◆ **OBJECTIVE 1**:
Write out the part of the FATCA forum thread between "# US taxes: To" and "is NOT :clap2.", inclusive.

____ EXTRACT TO READ

# US taxes: To FATCA or not?



## Guest

Hi,

I am getting ready to start my 2011 U.S. tax package and am trying to go carefully, so I'm hoping to hear from a few others who will not need to file FATCA informations (Form 8936). Of course, I want to be sure that I'm proceeding correctly in not filing! My own circumstances are "simple" (I think): 

1) married, filing separately (U.S. citizen with Canadian spouse)
2) less than $100,000 U.S. in assets (includes those I hold solely and jointly) in any of the described foreign financial institutions (or anywhere for that matter  - would be nice to have a little more )
3) no signing authority over anything except my own stuff
4) I've read in numerous articles and discussions and done a little digging with the IRS to make sure that my jointly-owned principle residence is NOT included (it is NOT :clap2.

Any thoughts on anything I might have missed? Bev, I think you posted somewhere that you won't have to file FATCA either. Did you do a little checklist, too?

________

◆ **OBJECTIVE 2**:
Show every line of the entries below that contains the string "door". Case counts.

____ TASK MATERIAL

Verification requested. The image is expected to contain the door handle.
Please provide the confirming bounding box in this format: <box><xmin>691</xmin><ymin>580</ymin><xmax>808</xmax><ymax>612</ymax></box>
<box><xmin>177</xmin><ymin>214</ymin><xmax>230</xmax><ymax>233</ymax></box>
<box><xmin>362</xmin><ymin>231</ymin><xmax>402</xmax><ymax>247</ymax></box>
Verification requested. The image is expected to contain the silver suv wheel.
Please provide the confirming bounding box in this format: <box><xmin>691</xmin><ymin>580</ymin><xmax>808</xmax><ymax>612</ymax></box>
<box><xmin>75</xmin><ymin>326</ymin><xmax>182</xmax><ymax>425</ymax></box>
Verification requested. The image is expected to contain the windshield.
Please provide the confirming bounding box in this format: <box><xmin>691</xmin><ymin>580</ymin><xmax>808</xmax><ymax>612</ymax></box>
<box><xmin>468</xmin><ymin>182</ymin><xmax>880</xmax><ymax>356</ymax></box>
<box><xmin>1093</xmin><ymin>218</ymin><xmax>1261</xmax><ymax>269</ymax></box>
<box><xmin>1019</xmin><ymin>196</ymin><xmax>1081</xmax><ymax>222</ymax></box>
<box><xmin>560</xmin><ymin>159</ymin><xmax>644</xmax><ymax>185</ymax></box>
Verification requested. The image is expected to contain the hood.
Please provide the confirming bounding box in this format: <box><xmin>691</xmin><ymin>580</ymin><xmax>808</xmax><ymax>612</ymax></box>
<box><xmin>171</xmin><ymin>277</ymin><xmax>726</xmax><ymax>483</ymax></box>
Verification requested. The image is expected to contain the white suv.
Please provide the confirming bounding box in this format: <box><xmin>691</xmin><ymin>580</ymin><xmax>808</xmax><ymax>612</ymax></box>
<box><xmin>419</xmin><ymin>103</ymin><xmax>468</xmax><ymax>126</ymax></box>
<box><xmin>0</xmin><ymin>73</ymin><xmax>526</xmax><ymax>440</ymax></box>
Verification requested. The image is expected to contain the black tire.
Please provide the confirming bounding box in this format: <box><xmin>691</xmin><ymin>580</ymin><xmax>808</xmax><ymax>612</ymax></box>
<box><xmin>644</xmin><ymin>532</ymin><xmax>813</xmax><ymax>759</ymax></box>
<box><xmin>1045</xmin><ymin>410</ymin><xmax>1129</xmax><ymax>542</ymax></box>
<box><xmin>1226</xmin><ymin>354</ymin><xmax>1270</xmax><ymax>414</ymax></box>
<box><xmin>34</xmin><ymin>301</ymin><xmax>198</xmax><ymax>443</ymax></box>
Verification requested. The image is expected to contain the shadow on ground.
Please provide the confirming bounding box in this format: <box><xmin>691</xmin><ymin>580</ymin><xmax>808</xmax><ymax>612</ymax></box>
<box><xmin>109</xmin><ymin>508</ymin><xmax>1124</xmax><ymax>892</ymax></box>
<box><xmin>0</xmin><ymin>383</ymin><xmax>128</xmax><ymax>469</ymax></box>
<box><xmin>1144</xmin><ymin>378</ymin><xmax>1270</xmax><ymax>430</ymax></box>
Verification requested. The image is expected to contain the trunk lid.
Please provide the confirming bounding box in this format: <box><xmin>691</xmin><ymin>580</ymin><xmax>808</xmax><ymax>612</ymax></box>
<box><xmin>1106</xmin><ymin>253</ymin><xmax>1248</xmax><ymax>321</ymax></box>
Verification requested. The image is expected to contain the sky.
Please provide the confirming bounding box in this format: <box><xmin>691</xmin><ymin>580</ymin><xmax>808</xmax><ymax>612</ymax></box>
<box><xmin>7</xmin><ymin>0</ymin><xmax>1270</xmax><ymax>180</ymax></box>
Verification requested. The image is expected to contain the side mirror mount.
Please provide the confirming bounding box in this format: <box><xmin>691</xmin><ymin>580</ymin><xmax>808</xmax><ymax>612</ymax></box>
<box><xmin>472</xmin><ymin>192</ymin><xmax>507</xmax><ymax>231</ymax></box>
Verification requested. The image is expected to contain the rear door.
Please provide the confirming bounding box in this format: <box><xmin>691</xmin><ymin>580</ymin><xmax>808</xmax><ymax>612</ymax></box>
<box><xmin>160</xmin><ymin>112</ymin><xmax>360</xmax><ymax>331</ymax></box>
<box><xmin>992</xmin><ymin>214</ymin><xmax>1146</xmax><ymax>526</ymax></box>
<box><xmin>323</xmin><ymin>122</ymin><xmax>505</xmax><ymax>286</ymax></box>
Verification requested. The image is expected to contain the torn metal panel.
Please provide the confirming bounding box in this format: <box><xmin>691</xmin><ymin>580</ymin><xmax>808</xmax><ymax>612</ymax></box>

________

◆ **EXERCISE RESULT 1**:
# US taxes: To FATCA or not?



## Guest

Hi,

I am getting ready to start my 2011 U.S. tax package and am trying to go carefully, so I'm hoping to hear from a few others who will not need to file FATCA informations (Form 8936). Of course, I want to be sure that I'm proceeding correctly in not filing! My own circumstances are "simple" (I think): 

1) married, filing separately (U.S. citizen with Canadian spouse)
2) less than $100,000 U.S. in assets (includes those I hold solely and jointly) in any of the described foreign financial institutions (or anywhere for that matter  - would be nice to have a little more )
3) no signing authority over anything except my own stuff
4) I've read in numerous articles and discussions and done a little digging with the IRS to make sure that my jointly-owned principle residence is NOT included (it is NOT :clap2.

◆ **EXERCISE RESULT 2**:
Verification requested. The image is expected to contain the door handle.
Verification requested. The image is expected to contain the rear door.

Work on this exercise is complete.